### SOURCE DOCUMENT

Mr McMichael’s custody issues
First set of charges
[4] The appellant appeared in the District Court on 1 July 2021 in respect of numerous charges. Concerns were expressed as to Mr McMichael’s fitness to stand trial. As a result, on 20 July 2021, assessment reports were ordered under s 38(1)(a) and (b) of the CP (MIP) Act. The appellant remained in custody until 25 November, when the Judge noted that, while one report had been prepared, the second report would not be available until late December. Because he would have already served more than any sentence of imprisonment the Court would have imposed in respect of the charges, the Judge granted bail. The second assessment report was filed with the Court on 11 January 2022 and confirmed the appellant was fit to plead. He pleaded guilty and was sentenced to time served.
Second set of charges
[5] Bail was refused on Mr McMichael’s first appearance on numerous charges on 11 April 2022. The Judge ordered assessment reports under s 38 of the CP (MIP) Act on his fitness to plead and/or an insanity defence. He was remanded in custody until 10 May 2022, on the basis that the total period of detention under ss 38(2)(b) or (c) and 40 of the CP (MIP) Act cannot exceed 30 days. Two days later, on 13 April 2022, Mental Health Services asked the Court for an additional seven-week extension of time until 28 June 2022 to produce the reports.
[6] On 10 May, Mr McMichael appeared before the District Court seeking the dismissal of the charges under s 147 of the Criminal Procedure Act by reason of abuse of process. He also sought bail. Both applications were declined. The Judge found that Mr McMichael had not discharged the onus on him under s 12 of the Bail Act 2000.
High Court
[7] In an appeal on the second set of charges,2 the High Court determined that there is no requirement s 38 reports must be completed within 30 days. The Judge noted that Mr McMichael was not bailable as of right.3 Bail was declined on his first appearance and there had been no material change in his circumstances when he reappeared and bail was declined. No order could be made that a person be detained in a prison or secure facility if they would have been released on bail but, in Mr McMichael’s case, he would not have been released on bail and there was still an ongoing need for an assessment report.4 There was no abuse of process justifying the dismissal of the charges.
Court of Appeal
[8] Mr McMichael then applied to the Court of Appeal for leave to bring a second appeal. In the end, the Court’s judgment focused on jurisdiction.5
[9] Mr McMichael’s appeal to the High Court had been brought as an application for leave to appeal a question of law under s 296 of the Criminal Procedure Act. However, the District Court had declined to dismiss the charges against Mr McMichael. Therefore, because the charges had not been determined, the High Court lacked the jurisdiction to hear the appeal. This was overlooked by the parties in the High Court.

### EXERCISE DATA

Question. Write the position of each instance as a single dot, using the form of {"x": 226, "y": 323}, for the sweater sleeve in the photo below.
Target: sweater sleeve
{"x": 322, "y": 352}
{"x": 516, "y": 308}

### ASSIGNED TASK 1
Name every Act mentioned in the custody excerpt.
### ASSIGNED TASK 2
From the custody excerpt, extract everything from "Mr McMichael’s custody" down to "to time served.".
### ASSIGNED TASK 3
Answer these from the custody excerpt:
(a) On what date was the second assessment report on the first set of charges filed with the Court?
(b) Under which section of the Criminal Procedure Act did Mr McMichael seek dismissal of the charges on 10 May?
(c) Until what date did Mental Health Services ask for an extension to produce the reports?
Nothing in the listing matters for what follows.

### FINAL ANSWER 1
CP (MIP) Act
Criminal Procedure Act
Bail Act 2000

### FINAL ANSWER 2
Mr McMichael’s custody issues
First set of charges
[4] The appellant appeared in the District Court on 1 July 2021 in respect of numerous charges. Concerns were expressed as to Mr McMichael’s fitness to stand trial. As a result, on 20 July 2021, assessment reports were ordered under s 38(1)(a) and (b) of the CP (MIP) Act. The appellant remained in custody until 25 November, when the Judge noted that, while one report had been prepared, the second report would not be available until late December. Because he would have already served more than any sentence of imprisonment the Court would have imposed in respect of the charges, the Judge granted bail. The second assessment report was filed with the Court on 11 January 2022 and confirmed the appellant was fit to plead. He pleaded guilty and was sentenced to time served.

### FINAL ANSWER 3
(a) 11 January 2022
(b) s 147
(c) 28 June 2022